2. The system of claim 1, where the non-linear encoder converts a raw spoken data into the frequency spectrum by windowing the raw spoken data at a periodic interval and measuring energies of a plurality of bins.

3. The system of claim 1, where the prosodic data comprises data that identifies the human user's surroundings.

4. The system of claim 1, where the prosodic data comprises data that conveys the human user's emotions.

5. The system of claim 1, where the encoder comprises a non-destructive encoder that compresses the output of the non-linear encoder without a loss of information.

6. The system of claim 5, where the non-destructive encoder compresses a compressed data without deleting a content.

7. The system of claim 6, where the non-destructive encoder deletes one or more patterns of the content.

8. The system of claim 7 where the one or more patterns of the content are replaced with a shorter string of a content pattern.

9. The system of claim 1 where the non-linear encoder and the encoder comprise a tiered compression.

10. The system of claim 1, where the mobile front end comprises a mobile phone.

11. The system of claim 1 where the host comprise a cloud.

12. The system of claim 1 where the non-linear encoder comprises a digital processor that outputs a predetermined plurality of perceptual frequency bands.

13. The system of claim 1 where the non-linear encoder executes a framing process, a windowing process, a Fast Fourier Transform, a filtering, and a domain conversion.

14. The system of claim 13 where the domain conversion deletes a phase data.

15. The system of claim 14 where the domain conversion combines a plurality of frequency bins.

16. The system of claim 1 where the automatic speech recognition engine is controlled by an artificial intelligence engine.

17. The system of claim 1 further comprising a tokenizer module that interfaces the non-linear encoder that renders data conveying a prosody of the human user.

18. The system of claim 17 further comprising a detokenization module that interfaces a decoder that interfaces the automatic speech recognition engine.

19. The system of claim 18 where the detokenization module converts a plurality of tokens into modifications of one or more spectrograms.

**PROBLEM SET**
• a. According to claim 2 of the system claims, how does the non-linear encoder convert raw spoken data into the frequency spectrum?
• b. Answer these questions using the system claims:
(i) What does the mobile front end comprise, according to claim 10?
(ii) What does the domain conversion delete, according to claim 14?
(iii) What controls the automatic speech recognition engine, according to claim 16?
• c. Write out the system claims word for word, from "13. The system" up to and including "the human user.".

[Stored entries]
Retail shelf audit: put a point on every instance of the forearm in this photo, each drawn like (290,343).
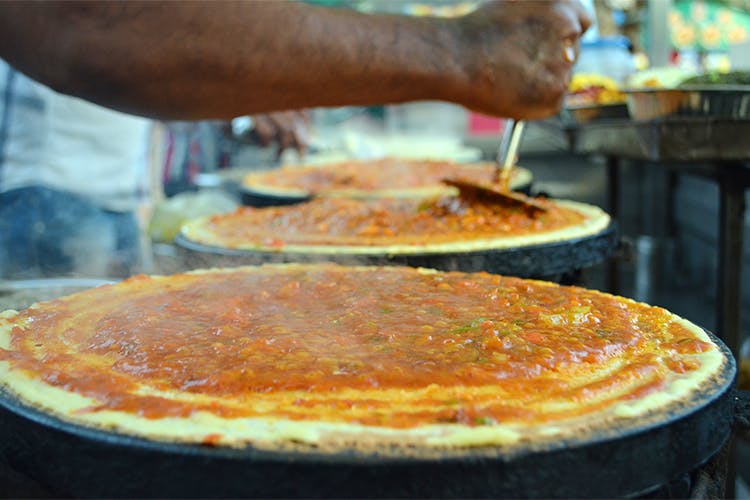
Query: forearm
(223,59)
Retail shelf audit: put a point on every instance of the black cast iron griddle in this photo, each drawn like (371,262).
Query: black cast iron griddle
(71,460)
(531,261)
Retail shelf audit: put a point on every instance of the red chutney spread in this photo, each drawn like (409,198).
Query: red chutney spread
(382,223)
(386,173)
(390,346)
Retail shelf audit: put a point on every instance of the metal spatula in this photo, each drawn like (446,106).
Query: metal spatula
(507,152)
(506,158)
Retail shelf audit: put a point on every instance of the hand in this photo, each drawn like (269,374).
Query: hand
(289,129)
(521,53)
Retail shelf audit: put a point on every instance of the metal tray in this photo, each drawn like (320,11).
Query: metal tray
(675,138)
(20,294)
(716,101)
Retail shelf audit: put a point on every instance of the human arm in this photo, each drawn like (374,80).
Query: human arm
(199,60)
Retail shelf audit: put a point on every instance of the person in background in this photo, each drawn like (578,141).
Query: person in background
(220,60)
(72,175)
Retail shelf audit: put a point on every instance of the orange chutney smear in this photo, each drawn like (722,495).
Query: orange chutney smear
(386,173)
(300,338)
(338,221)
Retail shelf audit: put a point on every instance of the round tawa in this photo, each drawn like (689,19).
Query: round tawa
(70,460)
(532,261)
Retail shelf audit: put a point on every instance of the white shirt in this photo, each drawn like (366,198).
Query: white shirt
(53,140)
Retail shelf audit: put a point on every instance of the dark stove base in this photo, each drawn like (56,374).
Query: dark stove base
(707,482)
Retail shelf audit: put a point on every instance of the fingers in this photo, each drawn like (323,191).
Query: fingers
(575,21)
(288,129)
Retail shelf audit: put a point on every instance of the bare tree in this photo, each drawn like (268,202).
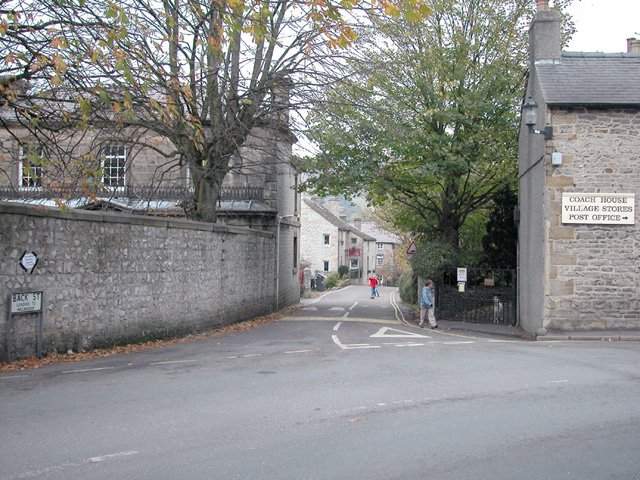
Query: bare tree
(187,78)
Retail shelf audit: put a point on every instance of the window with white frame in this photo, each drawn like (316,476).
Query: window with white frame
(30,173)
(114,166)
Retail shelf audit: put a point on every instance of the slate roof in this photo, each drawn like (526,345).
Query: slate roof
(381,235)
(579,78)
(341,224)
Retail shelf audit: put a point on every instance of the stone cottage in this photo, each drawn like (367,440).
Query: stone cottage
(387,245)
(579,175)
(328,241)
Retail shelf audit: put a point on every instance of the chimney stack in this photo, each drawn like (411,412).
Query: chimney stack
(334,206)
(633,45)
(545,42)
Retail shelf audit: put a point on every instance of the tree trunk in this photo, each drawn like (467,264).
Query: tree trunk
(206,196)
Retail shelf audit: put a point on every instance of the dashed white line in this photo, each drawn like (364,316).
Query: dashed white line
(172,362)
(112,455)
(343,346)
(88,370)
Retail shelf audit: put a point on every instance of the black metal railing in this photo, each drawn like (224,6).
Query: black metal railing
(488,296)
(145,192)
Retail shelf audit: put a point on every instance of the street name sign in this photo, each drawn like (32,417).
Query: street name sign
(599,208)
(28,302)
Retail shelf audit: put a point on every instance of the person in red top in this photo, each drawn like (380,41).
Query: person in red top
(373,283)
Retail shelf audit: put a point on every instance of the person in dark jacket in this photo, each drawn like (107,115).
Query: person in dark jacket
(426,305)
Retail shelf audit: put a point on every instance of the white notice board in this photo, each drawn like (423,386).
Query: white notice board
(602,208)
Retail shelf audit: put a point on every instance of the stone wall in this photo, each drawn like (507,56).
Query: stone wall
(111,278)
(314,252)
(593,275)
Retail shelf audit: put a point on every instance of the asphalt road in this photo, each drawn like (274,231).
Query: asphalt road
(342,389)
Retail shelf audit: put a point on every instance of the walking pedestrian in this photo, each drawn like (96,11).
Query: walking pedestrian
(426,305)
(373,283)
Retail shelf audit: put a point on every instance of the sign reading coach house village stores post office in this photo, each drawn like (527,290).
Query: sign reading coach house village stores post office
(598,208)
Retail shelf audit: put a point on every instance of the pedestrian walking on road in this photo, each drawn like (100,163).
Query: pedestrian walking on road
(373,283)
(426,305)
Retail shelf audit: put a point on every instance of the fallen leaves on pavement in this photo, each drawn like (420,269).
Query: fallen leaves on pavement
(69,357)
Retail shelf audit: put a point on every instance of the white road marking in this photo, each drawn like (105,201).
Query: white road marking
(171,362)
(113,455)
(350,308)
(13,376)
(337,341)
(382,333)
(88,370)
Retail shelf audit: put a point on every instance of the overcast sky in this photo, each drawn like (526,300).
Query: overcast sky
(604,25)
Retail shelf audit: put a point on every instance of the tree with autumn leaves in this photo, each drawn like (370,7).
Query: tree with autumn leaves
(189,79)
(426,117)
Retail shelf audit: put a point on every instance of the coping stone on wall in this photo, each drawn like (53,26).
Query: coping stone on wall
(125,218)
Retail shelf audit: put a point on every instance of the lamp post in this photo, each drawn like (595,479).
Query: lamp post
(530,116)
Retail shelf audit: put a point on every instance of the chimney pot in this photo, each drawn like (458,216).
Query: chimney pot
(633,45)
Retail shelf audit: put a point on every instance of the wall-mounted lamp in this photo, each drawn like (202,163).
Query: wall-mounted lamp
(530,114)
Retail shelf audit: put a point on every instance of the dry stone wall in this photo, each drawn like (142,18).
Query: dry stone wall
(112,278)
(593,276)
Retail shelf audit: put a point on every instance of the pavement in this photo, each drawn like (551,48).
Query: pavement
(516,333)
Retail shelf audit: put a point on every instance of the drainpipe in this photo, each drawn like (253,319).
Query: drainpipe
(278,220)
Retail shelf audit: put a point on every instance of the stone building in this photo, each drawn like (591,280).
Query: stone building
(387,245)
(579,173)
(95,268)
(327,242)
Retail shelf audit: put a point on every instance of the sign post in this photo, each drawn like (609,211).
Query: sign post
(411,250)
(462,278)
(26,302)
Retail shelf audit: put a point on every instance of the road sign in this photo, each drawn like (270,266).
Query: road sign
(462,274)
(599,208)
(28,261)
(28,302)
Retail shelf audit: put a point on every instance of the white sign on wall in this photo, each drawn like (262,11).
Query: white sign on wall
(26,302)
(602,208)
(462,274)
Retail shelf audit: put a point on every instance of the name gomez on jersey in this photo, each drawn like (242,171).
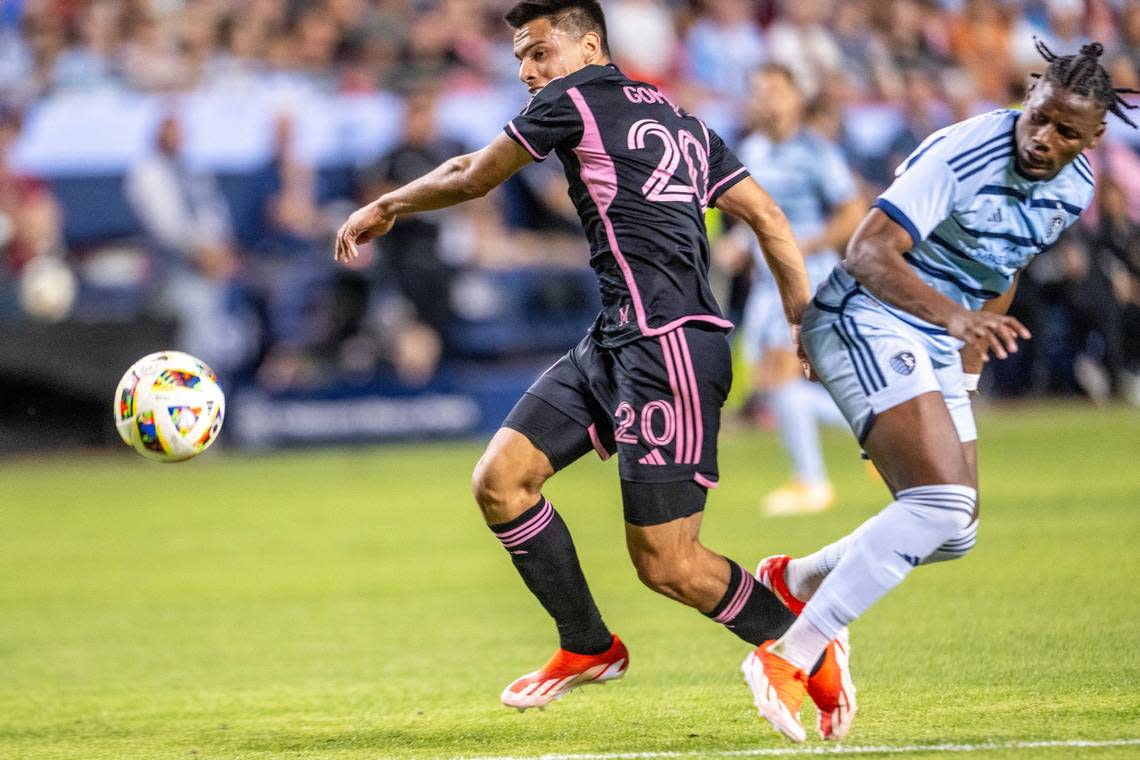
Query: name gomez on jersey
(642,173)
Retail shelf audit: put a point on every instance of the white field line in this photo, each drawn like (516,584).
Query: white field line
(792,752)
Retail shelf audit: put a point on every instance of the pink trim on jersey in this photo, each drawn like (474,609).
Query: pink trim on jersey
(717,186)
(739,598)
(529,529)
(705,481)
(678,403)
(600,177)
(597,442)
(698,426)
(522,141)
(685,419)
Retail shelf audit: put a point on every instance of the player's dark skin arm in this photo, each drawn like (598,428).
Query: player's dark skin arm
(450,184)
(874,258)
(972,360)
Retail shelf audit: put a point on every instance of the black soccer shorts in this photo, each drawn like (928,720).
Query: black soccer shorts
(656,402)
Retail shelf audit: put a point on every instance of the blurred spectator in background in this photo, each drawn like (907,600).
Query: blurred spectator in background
--
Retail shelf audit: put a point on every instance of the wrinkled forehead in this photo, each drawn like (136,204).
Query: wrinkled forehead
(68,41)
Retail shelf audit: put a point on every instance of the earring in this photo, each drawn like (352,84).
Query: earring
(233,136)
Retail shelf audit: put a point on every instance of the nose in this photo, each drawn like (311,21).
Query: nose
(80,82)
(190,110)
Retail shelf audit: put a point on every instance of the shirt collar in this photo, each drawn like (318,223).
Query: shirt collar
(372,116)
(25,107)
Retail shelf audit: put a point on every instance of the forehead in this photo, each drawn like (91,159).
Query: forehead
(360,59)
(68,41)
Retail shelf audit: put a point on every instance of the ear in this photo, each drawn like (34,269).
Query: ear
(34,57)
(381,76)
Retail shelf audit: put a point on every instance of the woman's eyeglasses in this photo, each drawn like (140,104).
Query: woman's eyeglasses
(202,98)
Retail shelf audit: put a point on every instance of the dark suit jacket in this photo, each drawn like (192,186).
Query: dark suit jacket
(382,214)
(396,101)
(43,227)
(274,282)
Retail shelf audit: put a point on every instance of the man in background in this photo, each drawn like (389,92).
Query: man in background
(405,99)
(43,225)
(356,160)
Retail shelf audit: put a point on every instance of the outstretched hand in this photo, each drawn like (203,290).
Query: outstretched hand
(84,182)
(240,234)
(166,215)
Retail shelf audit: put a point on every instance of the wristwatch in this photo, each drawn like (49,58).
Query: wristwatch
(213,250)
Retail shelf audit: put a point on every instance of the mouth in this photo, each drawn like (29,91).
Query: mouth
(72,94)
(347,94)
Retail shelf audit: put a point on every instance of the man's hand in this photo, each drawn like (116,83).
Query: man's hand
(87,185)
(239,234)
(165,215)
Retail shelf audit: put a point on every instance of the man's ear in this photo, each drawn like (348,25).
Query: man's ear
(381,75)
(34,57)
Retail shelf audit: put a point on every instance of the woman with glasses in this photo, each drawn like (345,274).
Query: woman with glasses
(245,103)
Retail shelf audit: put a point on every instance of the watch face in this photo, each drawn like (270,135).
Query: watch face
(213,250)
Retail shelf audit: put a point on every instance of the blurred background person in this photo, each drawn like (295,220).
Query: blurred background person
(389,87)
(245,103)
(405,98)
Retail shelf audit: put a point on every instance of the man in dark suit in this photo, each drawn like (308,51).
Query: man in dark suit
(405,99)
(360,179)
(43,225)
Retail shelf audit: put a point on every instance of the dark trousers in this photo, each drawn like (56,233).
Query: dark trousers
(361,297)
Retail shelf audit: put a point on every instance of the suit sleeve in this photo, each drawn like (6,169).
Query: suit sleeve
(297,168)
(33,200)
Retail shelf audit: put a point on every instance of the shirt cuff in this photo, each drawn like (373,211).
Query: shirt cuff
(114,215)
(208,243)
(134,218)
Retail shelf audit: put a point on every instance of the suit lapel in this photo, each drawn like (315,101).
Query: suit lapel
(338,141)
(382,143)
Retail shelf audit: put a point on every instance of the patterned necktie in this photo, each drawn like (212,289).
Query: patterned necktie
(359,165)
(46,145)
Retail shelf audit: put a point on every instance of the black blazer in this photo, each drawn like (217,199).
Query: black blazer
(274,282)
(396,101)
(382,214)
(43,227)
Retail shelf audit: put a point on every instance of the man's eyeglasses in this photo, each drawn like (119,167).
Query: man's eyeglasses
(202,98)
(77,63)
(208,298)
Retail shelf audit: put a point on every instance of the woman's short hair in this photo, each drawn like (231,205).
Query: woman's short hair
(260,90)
* * *
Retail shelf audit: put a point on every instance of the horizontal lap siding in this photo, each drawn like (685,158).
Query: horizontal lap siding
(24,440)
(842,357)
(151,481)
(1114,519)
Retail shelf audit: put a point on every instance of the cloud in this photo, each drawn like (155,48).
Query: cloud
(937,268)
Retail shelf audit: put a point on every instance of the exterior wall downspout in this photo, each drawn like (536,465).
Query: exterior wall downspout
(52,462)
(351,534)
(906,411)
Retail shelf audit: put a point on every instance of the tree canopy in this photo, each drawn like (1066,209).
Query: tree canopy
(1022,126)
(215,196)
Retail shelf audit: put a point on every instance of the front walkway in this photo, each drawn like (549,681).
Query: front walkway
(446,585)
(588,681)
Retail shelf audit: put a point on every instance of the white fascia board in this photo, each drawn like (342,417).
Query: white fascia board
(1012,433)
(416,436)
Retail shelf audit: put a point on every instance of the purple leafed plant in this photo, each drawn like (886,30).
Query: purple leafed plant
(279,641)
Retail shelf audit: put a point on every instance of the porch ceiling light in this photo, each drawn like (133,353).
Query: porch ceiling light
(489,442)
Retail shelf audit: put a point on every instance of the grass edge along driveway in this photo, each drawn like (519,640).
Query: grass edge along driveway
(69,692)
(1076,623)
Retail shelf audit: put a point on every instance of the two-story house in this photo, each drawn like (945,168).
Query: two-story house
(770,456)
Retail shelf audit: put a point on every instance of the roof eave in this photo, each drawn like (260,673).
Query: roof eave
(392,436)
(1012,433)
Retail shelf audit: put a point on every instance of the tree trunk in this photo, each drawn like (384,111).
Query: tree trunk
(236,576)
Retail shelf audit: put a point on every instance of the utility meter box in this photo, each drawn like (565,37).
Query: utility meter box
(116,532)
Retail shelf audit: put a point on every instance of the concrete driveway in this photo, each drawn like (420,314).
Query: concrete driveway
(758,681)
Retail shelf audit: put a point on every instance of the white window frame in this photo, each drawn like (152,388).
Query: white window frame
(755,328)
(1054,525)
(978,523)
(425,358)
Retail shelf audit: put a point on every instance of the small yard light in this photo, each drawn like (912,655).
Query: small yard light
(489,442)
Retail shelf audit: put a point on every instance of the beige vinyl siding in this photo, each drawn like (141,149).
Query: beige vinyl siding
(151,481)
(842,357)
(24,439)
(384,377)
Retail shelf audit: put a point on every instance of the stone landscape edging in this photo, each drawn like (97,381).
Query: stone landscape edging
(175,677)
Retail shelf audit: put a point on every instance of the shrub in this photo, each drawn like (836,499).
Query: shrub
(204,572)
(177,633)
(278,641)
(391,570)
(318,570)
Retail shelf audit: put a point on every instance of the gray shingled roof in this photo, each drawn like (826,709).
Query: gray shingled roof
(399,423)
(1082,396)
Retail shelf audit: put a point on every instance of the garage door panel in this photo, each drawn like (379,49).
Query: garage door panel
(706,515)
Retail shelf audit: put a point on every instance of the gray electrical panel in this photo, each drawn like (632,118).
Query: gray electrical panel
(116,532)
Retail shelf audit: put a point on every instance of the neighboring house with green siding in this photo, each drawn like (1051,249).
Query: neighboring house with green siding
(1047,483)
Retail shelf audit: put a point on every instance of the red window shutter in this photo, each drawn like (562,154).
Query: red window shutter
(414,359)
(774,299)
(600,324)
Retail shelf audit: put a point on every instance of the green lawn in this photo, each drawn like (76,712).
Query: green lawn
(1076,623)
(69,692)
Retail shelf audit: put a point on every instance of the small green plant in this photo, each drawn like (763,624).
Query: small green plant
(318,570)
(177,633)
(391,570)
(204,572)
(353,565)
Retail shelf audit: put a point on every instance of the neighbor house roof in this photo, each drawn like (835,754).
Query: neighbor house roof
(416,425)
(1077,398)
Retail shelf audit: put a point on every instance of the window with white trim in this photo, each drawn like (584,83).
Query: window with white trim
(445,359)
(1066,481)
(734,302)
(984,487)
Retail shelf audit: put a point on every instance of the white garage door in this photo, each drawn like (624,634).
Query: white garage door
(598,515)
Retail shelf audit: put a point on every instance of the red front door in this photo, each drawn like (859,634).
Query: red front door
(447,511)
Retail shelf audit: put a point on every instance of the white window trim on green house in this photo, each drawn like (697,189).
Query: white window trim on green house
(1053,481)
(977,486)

**SOLUTIONS PER TASK**
• a. It windows the raw spoken data at a periodic interval and measures the energies of a plurality of bins.

• b.
(i) A mobile phone.
(ii) Phase data.
(iii) An artificial intelligence engine.

• c.
13. The system of claim 1 where the non-linear encoder executes a framing process, a windowing process, a Fast Fourier Transform, a filtering, and a domain conversion.

14. The system of claim 13 where the domain conversion deletes a phase data.

15. The system of claim 14 where the domain conversion combines a plurality of frequency bins.

16. The system of claim 1 where the automatic speech recognition engine is controlled by an artificial intelligence engine.

17. The system of claim 1 further comprising a tokenizer module that interfaces the non-linear encoder that renders data conveying a prosody of the human user.